→ **Records for the task**

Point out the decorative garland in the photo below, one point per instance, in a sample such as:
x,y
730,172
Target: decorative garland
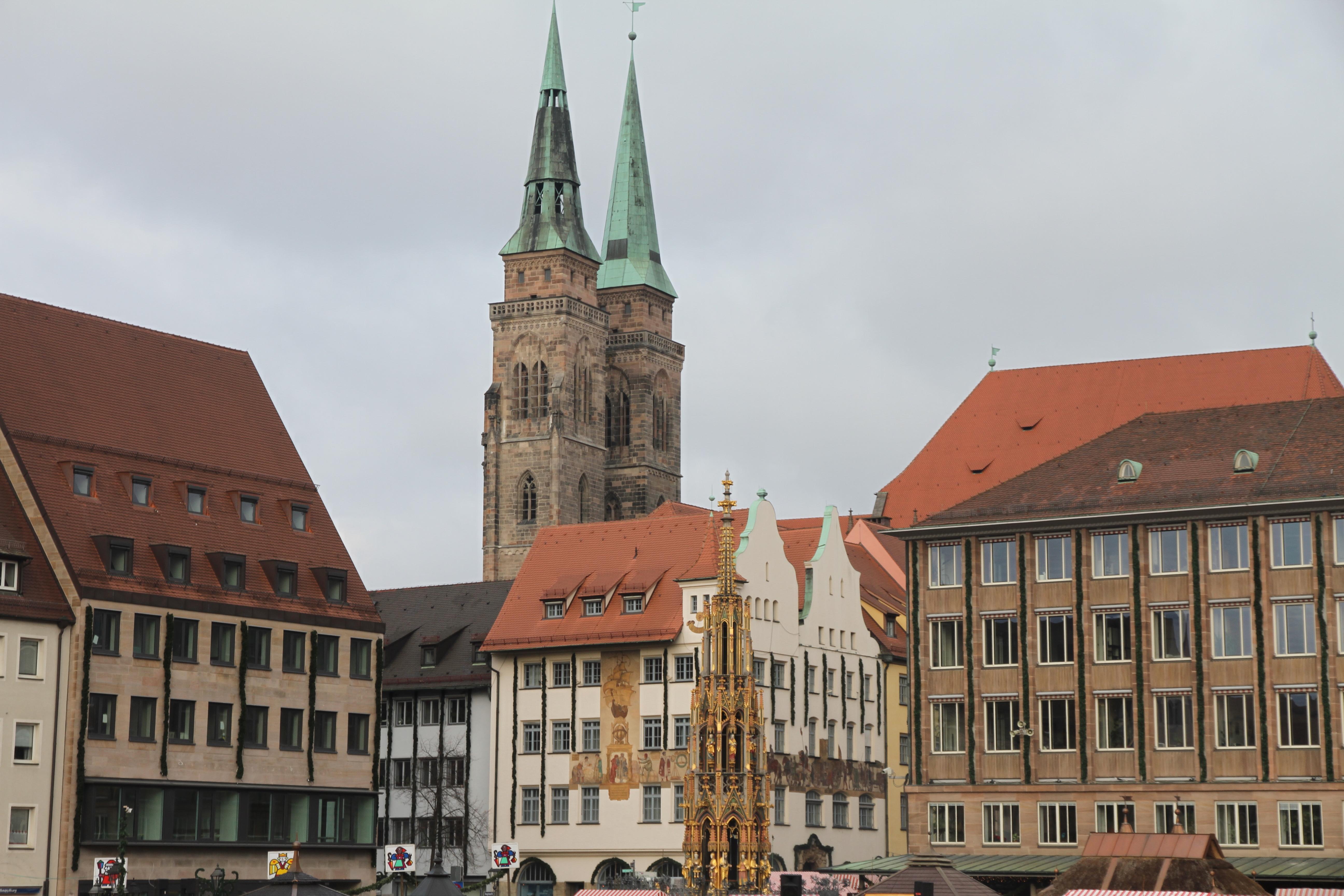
x,y
1138,655
1025,717
513,796
84,730
1080,643
312,702
1324,641
968,660
1258,614
242,698
169,649
1193,538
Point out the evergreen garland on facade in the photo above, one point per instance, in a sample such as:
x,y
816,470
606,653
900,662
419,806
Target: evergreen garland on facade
x,y
241,656
1193,538
1323,639
1258,616
312,701
169,649
84,730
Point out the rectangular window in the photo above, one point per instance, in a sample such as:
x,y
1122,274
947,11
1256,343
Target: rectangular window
x,y
222,643
1167,816
143,711
592,672
103,717
1111,555
948,723
1002,641
1232,632
220,725
1167,550
1228,549
533,675
531,807
1238,824
185,640
1054,558
1300,825
146,637
1295,629
945,644
1056,636
291,729
1000,824
1299,720
1058,824
947,824
1000,722
654,734
1057,723
561,737
1115,723
1234,719
1112,816
1174,722
1291,543
107,632
652,804
999,562
182,722
591,797
1171,635
531,737
944,566
1112,636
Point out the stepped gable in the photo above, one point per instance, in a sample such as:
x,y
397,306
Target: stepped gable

→ **The exercise**
Recast the lines of all the items above as a Markdown table with two columns, Row and Line, giving each line its own numbered row and skipping blank lines. Leave the pictures out.

→ **Solution to this problem**
| Row | Line |
|---|---|
| 1 | Point out the decorative garland in the photo below, one point per instance, in a sample such as: |
| 2 | x,y |
| 3 | 730,172 |
| 4 | Target: decorative garland |
| 5 | x,y |
| 6 | 1138,655 |
| 7 | 1025,717 |
| 8 | 513,796 |
| 9 | 84,730 |
| 10 | 1080,643 |
| 11 | 312,702 |
| 12 | 1324,641 |
| 13 | 968,660 |
| 14 | 1258,614 |
| 15 | 242,698 |
| 16 | 169,649 |
| 17 | 1193,538 |
| 18 | Point out the evergreen garland on facade in the photo above, one point per instance, in a sample such as: |
| 19 | x,y |
| 20 | 816,470 |
| 21 | 606,653 |
| 22 | 900,662 |
| 23 | 419,806 |
| 24 | Target: evergreen garland on facade |
| 25 | x,y |
| 26 | 241,656 |
| 27 | 1193,538 |
| 28 | 1323,639 |
| 29 | 1258,616 |
| 30 | 312,701 |
| 31 | 169,649 |
| 32 | 84,730 |
| 33 | Point out the rectangular window in the photo above, one point per instance, in a sample such as: |
| 34 | x,y |
| 35 | 1122,274 |
| 36 | 947,11 |
| 37 | 1256,343 |
| 38 | Target: rectangular window |
| 39 | x,y |
| 40 | 222,643 |
| 41 | 1167,816 |
| 42 | 143,711 |
| 43 | 592,672 |
| 44 | 103,717 |
| 45 | 1111,555 |
| 46 | 948,723 |
| 47 | 1002,641 |
| 48 | 1232,632 |
| 49 | 220,725 |
| 50 | 1167,550 |
| 51 | 1228,549 |
| 52 | 533,675 |
| 53 | 531,807 |
| 54 | 1238,824 |
| 55 | 185,640 |
| 56 | 1054,558 |
| 57 | 1300,825 |
| 58 | 146,637 |
| 59 | 1295,629 |
| 60 | 945,644 |
| 61 | 1056,636 |
| 62 | 291,729 |
| 63 | 1000,824 |
| 64 | 1299,720 |
| 65 | 1058,824 |
| 66 | 947,824 |
| 67 | 1000,722 |
| 68 | 654,734 |
| 69 | 1057,723 |
| 70 | 561,737 |
| 71 | 1115,723 |
| 72 | 1234,719 |
| 73 | 1112,816 |
| 74 | 1174,722 |
| 75 | 1291,543 |
| 76 | 107,632 |
| 77 | 652,804 |
| 78 | 999,562 |
| 79 | 182,722 |
| 80 | 591,797 |
| 81 | 1171,635 |
| 82 | 531,737 |
| 83 | 944,566 |
| 84 | 1112,636 |
| 85 | Point out the stepped gable in the photo above, one point per instance, in a sample such as: |
| 86 | x,y |
| 87 | 397,306 |
| 88 | Target: stepped gable |